=== Task requirements ===
Copy out every one of the rows below word for word, leaving out the pictures.

----- Material for this task

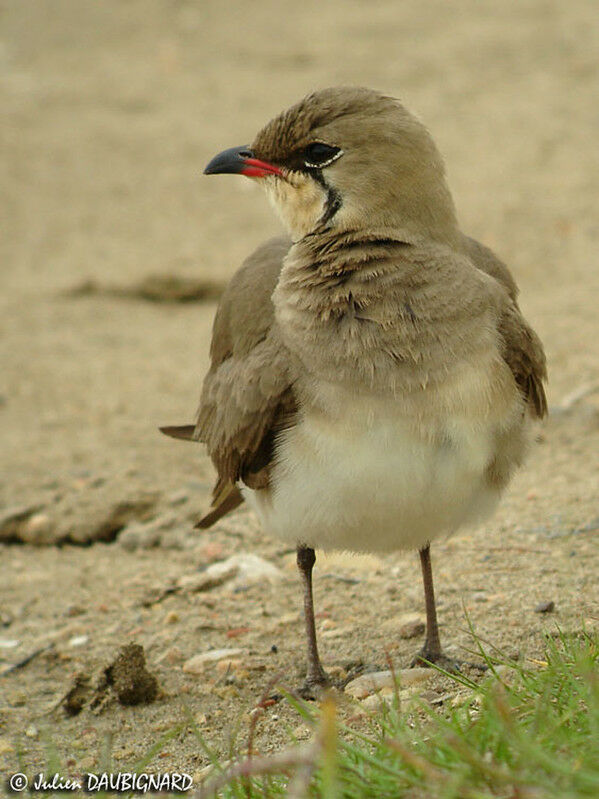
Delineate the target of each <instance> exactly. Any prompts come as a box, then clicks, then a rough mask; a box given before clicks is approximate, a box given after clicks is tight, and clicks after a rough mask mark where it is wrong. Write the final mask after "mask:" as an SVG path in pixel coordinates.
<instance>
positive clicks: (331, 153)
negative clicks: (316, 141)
mask: <svg viewBox="0 0 599 799" xmlns="http://www.w3.org/2000/svg"><path fill="white" fill-rule="evenodd" d="M341 154H342V151H341V148H340V147H335V146H334V145H331V144H325V143H324V142H312V143H311V144H308V146H307V147H305V148H304V151H303V154H302V155H303V159H304V164H305V165H306V166H307V167H312V168H315V169H320V168H322V167H324V166H328V165H329V164H331V163H332V162H333V161H335V160H336V159H337V158H339V156H340V155H341Z"/></svg>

----------

=== Written response ===
Delineate the target of each <instance> exactly. Any prompts come as a box, then clicks, then a rough mask; a box given before clicks is approximate, a box given after clicks is tight, and clicks after a rough mask mark where it is wrong. Write the final mask after "mask:" as an SVG path in pixel coordinates.
<instance>
positive clicks: (331, 153)
negative clicks: (316, 141)
mask: <svg viewBox="0 0 599 799" xmlns="http://www.w3.org/2000/svg"><path fill="white" fill-rule="evenodd" d="M341 154H342V151H341V148H340V147H335V146H334V145H331V144H325V143H324V142H312V143H311V144H308V146H307V147H305V148H304V151H303V154H302V155H303V159H304V164H305V165H306V166H307V167H312V168H315V169H320V168H322V167H324V166H328V165H329V164H331V163H332V162H333V161H335V160H336V159H337V158H339V156H340V155H341Z"/></svg>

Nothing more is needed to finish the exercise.